## The request
Count the lines in the items below that contain the string "mirror", treating uppercase and lowercase letters as distinct. Give only the number.

## Dataset rows
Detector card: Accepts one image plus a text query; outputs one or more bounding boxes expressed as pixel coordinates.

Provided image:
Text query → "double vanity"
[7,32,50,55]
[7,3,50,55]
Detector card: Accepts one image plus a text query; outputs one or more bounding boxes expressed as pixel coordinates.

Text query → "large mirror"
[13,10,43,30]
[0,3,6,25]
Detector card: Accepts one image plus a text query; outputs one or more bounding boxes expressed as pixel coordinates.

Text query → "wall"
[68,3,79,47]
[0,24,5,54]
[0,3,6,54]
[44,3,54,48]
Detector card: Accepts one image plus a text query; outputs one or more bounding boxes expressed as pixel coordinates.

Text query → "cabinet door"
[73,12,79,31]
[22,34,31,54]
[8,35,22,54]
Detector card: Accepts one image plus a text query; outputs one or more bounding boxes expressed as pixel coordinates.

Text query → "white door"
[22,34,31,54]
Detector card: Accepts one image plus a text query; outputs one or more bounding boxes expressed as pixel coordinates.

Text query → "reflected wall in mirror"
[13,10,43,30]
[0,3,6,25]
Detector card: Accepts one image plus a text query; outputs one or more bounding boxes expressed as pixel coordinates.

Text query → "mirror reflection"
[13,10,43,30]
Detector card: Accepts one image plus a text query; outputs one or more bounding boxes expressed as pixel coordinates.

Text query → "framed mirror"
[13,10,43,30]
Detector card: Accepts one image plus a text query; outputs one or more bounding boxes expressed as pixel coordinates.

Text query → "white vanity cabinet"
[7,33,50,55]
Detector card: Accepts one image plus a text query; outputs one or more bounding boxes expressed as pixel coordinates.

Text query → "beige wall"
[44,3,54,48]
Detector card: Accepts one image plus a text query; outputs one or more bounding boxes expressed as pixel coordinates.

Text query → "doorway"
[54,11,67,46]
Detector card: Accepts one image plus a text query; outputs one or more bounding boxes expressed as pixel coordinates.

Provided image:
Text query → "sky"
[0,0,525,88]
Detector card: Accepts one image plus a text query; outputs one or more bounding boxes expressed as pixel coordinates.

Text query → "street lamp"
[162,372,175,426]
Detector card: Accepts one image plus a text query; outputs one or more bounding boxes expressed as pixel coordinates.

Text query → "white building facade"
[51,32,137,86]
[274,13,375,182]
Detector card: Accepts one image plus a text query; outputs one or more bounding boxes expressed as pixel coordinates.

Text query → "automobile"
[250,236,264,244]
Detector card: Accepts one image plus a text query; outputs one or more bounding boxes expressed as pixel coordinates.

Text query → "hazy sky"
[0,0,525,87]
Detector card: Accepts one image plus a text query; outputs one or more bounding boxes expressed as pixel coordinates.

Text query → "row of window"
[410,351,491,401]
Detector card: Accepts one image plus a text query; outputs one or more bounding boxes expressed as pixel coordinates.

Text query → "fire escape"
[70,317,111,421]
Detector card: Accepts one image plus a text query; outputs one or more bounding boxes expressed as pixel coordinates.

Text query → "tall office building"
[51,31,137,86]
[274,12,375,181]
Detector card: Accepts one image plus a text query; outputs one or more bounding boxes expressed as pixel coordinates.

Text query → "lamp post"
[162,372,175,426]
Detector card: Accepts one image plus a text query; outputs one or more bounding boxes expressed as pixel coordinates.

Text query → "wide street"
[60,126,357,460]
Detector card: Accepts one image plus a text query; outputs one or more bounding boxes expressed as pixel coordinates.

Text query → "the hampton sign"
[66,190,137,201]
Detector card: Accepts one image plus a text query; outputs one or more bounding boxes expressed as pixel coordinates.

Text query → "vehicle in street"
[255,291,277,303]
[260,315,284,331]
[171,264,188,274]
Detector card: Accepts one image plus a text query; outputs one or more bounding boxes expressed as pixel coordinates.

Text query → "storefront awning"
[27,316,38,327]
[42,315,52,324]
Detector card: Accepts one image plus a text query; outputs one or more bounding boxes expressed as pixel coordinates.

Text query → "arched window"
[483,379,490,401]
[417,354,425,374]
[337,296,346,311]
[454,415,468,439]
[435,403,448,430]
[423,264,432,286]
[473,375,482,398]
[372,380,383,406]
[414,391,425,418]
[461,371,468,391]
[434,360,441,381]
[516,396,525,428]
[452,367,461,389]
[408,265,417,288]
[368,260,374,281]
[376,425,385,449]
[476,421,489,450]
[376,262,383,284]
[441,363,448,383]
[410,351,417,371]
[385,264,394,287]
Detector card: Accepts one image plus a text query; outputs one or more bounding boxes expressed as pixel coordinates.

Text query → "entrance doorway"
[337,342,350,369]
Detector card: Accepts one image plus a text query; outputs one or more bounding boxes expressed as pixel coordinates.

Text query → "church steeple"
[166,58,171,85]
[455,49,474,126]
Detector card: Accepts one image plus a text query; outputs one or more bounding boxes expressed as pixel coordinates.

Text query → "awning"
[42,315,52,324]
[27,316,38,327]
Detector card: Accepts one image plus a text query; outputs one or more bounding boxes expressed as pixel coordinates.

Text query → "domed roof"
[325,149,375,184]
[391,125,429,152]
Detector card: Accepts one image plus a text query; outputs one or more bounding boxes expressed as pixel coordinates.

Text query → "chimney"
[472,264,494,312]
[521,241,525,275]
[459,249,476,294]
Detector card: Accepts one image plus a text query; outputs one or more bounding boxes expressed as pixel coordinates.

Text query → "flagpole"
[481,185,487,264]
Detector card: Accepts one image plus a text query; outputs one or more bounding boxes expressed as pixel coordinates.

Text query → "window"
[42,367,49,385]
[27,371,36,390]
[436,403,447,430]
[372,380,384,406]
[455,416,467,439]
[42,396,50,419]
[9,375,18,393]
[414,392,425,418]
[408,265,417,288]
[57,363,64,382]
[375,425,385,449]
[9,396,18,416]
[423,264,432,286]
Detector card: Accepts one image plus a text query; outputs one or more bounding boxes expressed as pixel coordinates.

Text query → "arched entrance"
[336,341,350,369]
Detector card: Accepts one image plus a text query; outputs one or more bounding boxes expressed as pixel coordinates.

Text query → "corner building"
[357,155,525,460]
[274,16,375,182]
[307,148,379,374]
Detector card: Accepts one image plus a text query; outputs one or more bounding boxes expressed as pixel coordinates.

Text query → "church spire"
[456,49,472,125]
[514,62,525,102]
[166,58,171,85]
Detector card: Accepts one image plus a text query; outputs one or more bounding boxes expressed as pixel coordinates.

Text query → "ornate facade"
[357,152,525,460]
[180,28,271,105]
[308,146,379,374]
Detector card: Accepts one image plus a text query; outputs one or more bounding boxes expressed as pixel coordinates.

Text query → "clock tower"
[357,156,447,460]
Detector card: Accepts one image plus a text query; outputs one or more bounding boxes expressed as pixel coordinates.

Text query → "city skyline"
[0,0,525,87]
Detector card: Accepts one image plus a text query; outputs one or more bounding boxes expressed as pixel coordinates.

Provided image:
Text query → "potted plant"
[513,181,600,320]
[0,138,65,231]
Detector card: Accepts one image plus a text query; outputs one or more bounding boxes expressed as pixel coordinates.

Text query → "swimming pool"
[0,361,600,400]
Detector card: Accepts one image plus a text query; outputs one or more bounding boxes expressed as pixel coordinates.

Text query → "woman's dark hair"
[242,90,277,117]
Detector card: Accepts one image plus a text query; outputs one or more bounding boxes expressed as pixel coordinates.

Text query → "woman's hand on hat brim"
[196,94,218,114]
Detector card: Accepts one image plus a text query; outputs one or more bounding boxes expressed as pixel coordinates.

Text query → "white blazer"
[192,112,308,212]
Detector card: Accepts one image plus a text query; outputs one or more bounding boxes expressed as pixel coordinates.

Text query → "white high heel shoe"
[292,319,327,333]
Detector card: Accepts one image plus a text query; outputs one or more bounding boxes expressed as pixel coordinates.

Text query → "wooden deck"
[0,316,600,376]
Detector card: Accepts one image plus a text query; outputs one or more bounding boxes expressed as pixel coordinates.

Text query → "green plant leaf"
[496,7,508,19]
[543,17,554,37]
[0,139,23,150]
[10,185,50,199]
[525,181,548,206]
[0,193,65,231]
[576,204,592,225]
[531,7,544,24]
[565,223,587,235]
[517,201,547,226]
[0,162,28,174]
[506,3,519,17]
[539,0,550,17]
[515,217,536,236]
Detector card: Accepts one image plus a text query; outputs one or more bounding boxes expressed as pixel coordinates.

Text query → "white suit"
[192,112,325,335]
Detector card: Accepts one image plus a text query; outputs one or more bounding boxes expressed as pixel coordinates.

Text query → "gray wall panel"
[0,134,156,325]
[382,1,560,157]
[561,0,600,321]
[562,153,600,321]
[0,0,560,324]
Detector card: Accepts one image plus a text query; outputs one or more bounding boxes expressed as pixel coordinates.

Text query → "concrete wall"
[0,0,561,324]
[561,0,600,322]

## Reply to the exercise
4